→ **The exercise**:
Transcribe only the part of the listing below that begins at the line containing "of the asphalt" and runs to its final line, keeping both ends.

→ **Records supplied**:
◇ ◇ ◇
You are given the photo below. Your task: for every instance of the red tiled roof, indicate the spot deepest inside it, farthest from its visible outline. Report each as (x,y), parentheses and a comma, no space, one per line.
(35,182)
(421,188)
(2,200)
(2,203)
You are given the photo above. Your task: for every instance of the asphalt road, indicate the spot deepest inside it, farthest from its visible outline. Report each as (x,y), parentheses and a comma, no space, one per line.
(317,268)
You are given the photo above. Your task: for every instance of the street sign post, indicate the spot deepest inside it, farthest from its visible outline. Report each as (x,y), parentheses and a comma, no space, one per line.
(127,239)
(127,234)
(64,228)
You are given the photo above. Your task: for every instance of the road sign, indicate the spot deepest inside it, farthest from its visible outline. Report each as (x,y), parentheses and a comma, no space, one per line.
◇ ◇ ◇
→ **Output for this exercise**:
You are given the photo above. Your task: for every instance of the asphalt road, indicate the spot deepest inside it, farthest from its visible outline. Report each as (x,y), parentheses and a comma, no space, one per line.
(317,268)
You are given the photo above. Your task: for every instance of the street sign post, indicate the spot deepest inside it, farthest from its visible outline. Report each as (x,y), parentheses and a comma, no space, one per line.
(127,239)
(127,234)
(64,228)
You are given the photo above. Your task: for every instance of the road sign, indicate the spot deepest inside it, farthest from its visible outline. Report each as (x,y), parentheses and a comma, no space, one per line.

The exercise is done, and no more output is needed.